Direction A → In the access to information recommendations, list every jurisdiction that Recommendation 28 cites as having a power it proposes for the Information Commissioner.
Direction B → Reproduce the passage of the access to information recommendations between "Recommendation 20: The" and "should be maintained.", inclusive.
Direction C → According to the access to information recommendations, what does Recommendation 27 call on the federal government to do?

Text →
^^^^^^^^^^^^^^^^
Recommendation 20: The federal government should not, in any way, amend the ATI Act or change the access to information system to give the government the right to deny access based on an opinion that the request is frivolous or abusive.

Recommendation 21: The federal government should not, in any way, amend the ATI Act or change the access to information system to limit the number of requests per person or entity in a specified period of time.

Recommendation 22: The federal government should not, in any way, amend the ATI Act or change the access to information system to require dissatisfied requesters to await the completion of a departmental review process before making a complaint to the Information Commissioner.

Recommendation 23: The current prohibition in the ATI Act on disclosure of the identity of a requester without the consent of the requester should be maintained.

Recommendation 24: The ATI Act should be amended to include electronically stored information (e.g. voice-mail, E-mail, computer conferencing etc.) explicitly in the definition of recorded information, and to give requesters the right to request a record in a particular format if it exists in various formats.

Recommendation 25: The federal government should not sell government databases or other data or information assembled or compiled in a particular format but instead should provide a reasonable number of copies of such records to any requester for free.

Recommendation 26: The federal government should allow unrestricted copying or other means of reproduction of government information without payment of a copyright fee.

Recommendation 27: The federal government should increase its public education program concerning the access to information system.

VI. Enforcement Measures- Must be Strengthened

The importance of enforcement measures, whether the powers of the Information Commissioner, government policies and disciplinary systems, protections for those who report violations, or penalties, should not be underestimated. Past experience throughout the history of Canada makes it clear that, without strong and effective enforcement, laws and regulations are literally "paper tigers."

While it may be debatable exactly which enforcement measures have exactly what effects, it is clear that for any legal system to work the overall incentives to comply with the rules of the system must outweigh the incentives to violate the rules.

Currently, the incentives to violate the federal access to information system in many ways outweigh the incentives to comply. Changes to enforcement measures are key means of reversing the current situation to encourage strict compliance with the rules of the system.

(a) Powers of the Information Commissioner - Must be Expanded, Not Restricted Further

The Information Commissioner, of course, plays a key role in enforcing the ATI Act and administration of the system. However, the Commissioner lacks key powers that have proven to be, if not essential, at least very effective in ensuring systemic compliance with access to information laws in other jurisdictions.

The recommendations set out below are aimed at ensuring that the powers of the Information Commissioner are expanded in key ways:

Recommendation 28: The ATI Act should be amended to give the Information Commissioner the following explicit powers:

  • as in the United Kingdom, Ontario, B.C. and Quebec, to order the timely release of any record covered by access rights in the ATI Act;
  • as in the United Kingdom, to order the release of any record if the release is in the public interest;
  • to order that an institution be covered by the ATI Act if the Commissioner is of the opinion that the institution falls within criteria for coverage in the ATI Act;
  • as in Ontario, the power to obtain from government institutions any statistics concerning administration of the law in order to prepare performance-based reports on the institutions;
  • to order the amendment of government policies or guidelines, including fee schedules, if the Commissioner is of the opinion that the policies or guidelines do not adhere to the spirit and intent of the ATI Act;
  • as in the United Kingdom, to issue directives (including requiring the submission of a compliance plan) to correct patterns of violations of the ATI Act by government departments, and to penalize violators of the ATI Act or related government policies and guidelines.
^^^^^^^^^^^^^^^^
Supplied entries →
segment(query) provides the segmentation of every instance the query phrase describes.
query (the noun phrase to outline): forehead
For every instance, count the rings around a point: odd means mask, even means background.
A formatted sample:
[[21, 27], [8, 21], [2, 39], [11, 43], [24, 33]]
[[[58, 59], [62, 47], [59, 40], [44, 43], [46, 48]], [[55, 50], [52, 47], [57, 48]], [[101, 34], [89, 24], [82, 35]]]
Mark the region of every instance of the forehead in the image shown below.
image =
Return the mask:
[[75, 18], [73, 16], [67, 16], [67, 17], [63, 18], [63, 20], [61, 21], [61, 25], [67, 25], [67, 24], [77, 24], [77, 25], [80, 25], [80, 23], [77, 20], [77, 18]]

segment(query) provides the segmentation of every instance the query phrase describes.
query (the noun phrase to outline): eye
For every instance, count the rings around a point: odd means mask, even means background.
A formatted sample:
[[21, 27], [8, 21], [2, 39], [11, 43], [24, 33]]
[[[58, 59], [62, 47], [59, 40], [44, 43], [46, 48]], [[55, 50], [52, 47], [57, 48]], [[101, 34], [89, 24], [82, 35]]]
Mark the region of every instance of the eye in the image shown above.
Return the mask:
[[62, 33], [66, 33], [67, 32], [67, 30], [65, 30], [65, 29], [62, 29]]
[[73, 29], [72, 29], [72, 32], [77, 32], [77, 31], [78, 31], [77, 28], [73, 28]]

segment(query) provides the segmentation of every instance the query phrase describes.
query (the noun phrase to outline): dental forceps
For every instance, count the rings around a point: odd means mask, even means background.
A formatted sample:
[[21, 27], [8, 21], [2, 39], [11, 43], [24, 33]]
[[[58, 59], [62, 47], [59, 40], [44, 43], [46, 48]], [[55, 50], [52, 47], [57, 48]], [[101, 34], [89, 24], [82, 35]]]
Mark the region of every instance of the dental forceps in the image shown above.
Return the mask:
^^^^^^^^^^^^^^^^
Solution A → United Kingdom, Ontario, B.C., Quebec

Solution B →
Recommendation 20: The federal government should not, in any way, amend the ATI Act or change the access to information system to give the government the right to deny access based on an opinion that the request is frivolous or abusive.

Recommendation 21: The federal government should not, in any way, amend the ATI Act or change the access to information system to limit the number of requests per person or entity in a specified period of time.

Recommendation 22: The federal government should not, in any way, amend the ATI Act or change the access to information system to require dissatisfied requesters to await the completion of a departmental review process before making a complaint to the Information Commissioner.

Recommendation 23: The current prohibition in the ATI Act on disclosure of the identity of a requester without the consent of the requester should be maintained.

Solution C → Increase its public education program concerning the access to information system.